**Work order**
After finding the line with "target=red car" in the entries below, retype exactly each line from there through the line with "target=van window", including that final line.

**Data for the task**
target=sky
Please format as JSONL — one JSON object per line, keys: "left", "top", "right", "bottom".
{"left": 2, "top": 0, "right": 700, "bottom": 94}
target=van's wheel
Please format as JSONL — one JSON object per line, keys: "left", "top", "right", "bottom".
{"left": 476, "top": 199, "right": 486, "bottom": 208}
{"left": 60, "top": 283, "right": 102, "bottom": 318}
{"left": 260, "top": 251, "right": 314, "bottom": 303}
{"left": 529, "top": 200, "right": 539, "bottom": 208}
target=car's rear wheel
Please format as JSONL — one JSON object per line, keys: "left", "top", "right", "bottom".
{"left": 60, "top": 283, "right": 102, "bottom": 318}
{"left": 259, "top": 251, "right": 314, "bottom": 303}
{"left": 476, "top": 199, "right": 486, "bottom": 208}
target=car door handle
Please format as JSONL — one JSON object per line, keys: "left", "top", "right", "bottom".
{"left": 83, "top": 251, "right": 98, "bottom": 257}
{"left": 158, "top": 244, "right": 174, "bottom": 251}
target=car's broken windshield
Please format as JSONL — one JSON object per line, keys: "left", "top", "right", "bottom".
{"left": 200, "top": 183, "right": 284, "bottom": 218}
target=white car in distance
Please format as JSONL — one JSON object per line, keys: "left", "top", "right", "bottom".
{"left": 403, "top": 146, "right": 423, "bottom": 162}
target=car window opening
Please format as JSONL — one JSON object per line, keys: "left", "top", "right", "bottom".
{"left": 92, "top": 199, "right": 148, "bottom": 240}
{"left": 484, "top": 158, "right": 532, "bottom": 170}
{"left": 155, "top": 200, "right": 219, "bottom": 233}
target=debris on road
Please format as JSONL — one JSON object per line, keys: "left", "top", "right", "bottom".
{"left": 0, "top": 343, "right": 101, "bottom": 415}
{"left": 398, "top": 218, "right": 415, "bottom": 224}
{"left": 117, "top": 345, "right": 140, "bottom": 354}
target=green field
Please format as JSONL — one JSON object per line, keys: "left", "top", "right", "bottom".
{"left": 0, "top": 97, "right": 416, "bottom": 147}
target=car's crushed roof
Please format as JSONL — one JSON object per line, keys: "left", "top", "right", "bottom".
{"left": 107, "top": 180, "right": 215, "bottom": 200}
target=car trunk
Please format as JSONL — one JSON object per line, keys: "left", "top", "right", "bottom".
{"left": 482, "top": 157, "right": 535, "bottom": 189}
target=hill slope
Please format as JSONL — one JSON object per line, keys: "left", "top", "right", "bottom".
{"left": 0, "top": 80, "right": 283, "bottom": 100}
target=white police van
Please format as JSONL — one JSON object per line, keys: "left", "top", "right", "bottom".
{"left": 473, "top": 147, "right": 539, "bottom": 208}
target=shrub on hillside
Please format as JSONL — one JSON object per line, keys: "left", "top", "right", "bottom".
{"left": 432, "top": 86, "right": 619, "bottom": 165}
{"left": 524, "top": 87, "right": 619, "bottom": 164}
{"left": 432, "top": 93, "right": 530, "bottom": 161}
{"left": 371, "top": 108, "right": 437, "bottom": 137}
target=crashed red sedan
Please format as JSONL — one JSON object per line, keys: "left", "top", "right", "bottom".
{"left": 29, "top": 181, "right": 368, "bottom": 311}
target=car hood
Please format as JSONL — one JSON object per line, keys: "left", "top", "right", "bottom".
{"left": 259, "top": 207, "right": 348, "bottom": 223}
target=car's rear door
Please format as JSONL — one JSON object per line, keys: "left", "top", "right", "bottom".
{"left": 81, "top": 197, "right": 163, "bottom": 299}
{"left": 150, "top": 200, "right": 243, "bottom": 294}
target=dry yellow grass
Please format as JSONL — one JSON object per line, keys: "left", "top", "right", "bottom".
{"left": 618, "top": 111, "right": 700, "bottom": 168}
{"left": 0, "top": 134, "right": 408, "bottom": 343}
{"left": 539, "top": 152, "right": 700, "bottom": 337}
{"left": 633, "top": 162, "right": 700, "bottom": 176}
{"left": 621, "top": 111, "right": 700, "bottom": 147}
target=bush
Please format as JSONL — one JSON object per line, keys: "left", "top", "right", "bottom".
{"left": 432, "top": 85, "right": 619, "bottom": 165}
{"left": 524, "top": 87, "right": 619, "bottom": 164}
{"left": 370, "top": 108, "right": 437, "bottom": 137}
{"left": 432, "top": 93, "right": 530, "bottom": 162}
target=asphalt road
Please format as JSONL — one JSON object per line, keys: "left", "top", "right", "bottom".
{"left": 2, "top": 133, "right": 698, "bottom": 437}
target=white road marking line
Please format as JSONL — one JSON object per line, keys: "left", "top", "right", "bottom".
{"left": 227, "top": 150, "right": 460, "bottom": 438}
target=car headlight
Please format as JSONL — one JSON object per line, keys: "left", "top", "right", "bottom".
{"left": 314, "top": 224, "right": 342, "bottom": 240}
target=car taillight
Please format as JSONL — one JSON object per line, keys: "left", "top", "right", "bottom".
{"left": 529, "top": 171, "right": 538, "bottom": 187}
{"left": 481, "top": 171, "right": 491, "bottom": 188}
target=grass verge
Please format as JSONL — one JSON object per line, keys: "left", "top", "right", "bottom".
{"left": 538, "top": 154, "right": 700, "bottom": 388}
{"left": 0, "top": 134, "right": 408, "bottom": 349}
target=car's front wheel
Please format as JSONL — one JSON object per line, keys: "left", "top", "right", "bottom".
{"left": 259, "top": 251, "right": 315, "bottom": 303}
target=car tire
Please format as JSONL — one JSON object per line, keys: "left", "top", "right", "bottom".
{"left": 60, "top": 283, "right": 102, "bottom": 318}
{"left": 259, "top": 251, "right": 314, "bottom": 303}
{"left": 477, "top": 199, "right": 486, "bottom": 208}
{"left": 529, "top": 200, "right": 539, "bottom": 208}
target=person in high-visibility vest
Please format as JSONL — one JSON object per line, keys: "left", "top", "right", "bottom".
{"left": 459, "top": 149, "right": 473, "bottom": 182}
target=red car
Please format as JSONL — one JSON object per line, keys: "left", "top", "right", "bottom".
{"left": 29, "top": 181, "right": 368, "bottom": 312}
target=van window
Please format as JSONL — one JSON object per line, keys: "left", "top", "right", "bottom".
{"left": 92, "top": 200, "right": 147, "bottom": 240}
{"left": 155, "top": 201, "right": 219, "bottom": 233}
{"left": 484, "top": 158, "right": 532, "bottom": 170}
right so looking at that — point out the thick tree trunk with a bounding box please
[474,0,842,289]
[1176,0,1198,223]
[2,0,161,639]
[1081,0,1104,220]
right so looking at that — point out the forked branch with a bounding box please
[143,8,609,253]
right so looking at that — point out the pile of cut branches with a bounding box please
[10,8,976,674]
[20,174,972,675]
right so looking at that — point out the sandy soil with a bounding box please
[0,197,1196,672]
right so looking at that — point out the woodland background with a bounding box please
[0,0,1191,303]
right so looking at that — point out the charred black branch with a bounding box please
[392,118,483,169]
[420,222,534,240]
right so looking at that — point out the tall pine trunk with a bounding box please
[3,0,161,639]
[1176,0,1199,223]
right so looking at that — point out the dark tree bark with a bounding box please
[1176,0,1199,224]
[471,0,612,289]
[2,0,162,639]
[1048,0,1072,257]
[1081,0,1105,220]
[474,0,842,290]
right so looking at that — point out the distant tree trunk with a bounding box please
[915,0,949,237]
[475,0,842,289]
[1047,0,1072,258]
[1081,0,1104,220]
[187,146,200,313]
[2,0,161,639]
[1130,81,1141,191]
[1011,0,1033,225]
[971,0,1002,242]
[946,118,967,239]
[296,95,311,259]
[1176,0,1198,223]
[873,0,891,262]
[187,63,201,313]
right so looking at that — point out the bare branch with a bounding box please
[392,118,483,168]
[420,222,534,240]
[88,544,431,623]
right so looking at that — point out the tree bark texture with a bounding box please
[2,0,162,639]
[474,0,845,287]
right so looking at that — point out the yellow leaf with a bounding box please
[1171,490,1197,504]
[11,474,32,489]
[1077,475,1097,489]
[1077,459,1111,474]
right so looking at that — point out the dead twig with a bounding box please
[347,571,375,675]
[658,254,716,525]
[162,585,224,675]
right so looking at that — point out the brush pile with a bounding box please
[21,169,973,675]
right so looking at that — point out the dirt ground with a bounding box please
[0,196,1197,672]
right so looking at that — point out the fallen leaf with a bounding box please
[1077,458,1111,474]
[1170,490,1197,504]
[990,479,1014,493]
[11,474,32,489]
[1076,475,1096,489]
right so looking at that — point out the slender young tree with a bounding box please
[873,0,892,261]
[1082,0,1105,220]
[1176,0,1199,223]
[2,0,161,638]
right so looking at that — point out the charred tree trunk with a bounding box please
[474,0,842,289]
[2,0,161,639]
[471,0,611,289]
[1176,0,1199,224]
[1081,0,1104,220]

**Result**
target=red car
Please format as JSONL — one JSON object per line, keys: "left", "top", "right", "bottom".
{"left": 29, "top": 181, "right": 368, "bottom": 312}
target=van window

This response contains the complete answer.